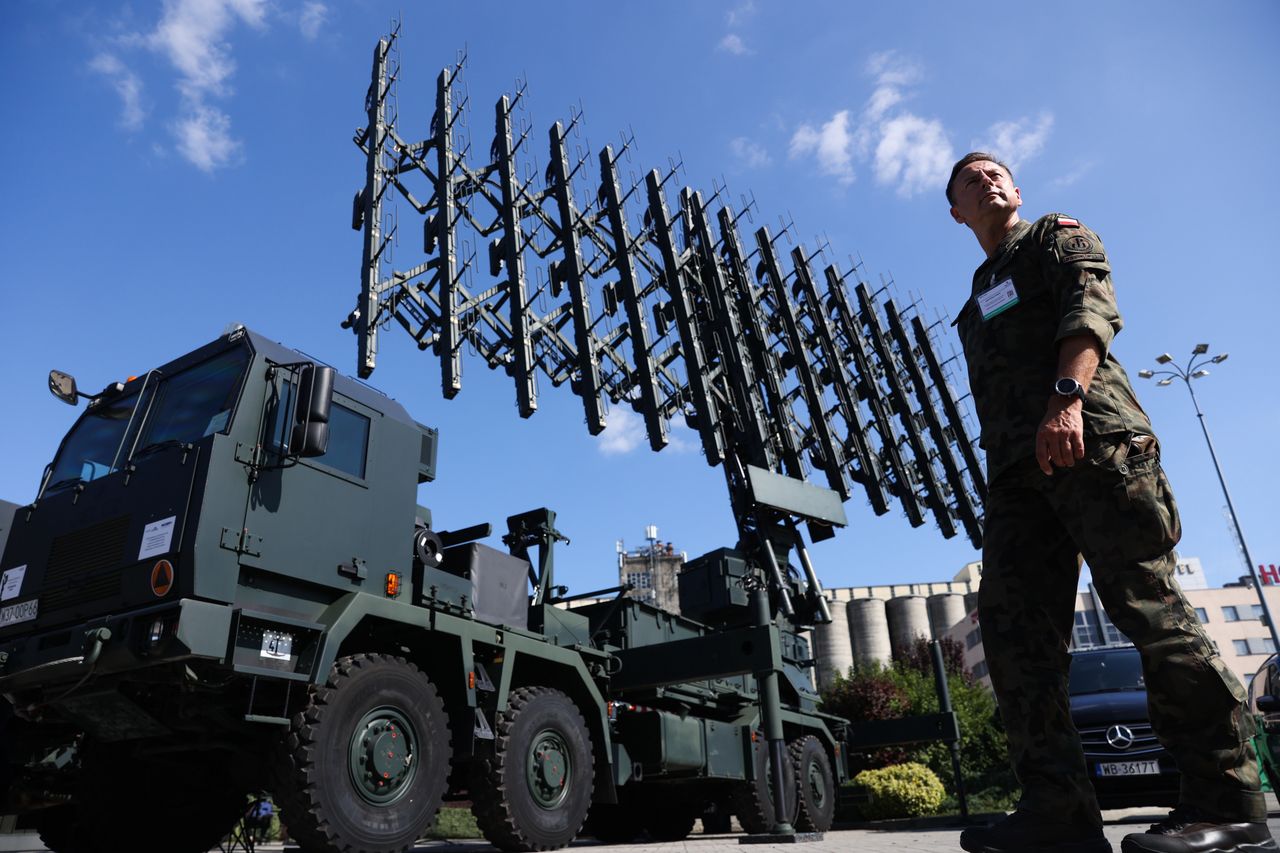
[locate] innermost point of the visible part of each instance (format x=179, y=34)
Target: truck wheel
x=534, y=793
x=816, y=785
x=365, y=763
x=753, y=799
┄┄┄┄┄┄┄┄┄┄
I'd like the records above given again exactly, please, without the pictures.

> Solution to the problem:
[locate] innermost point of the visible part of each instance (format x=179, y=34)
Target: truck wheel
x=534, y=793
x=816, y=785
x=365, y=763
x=753, y=799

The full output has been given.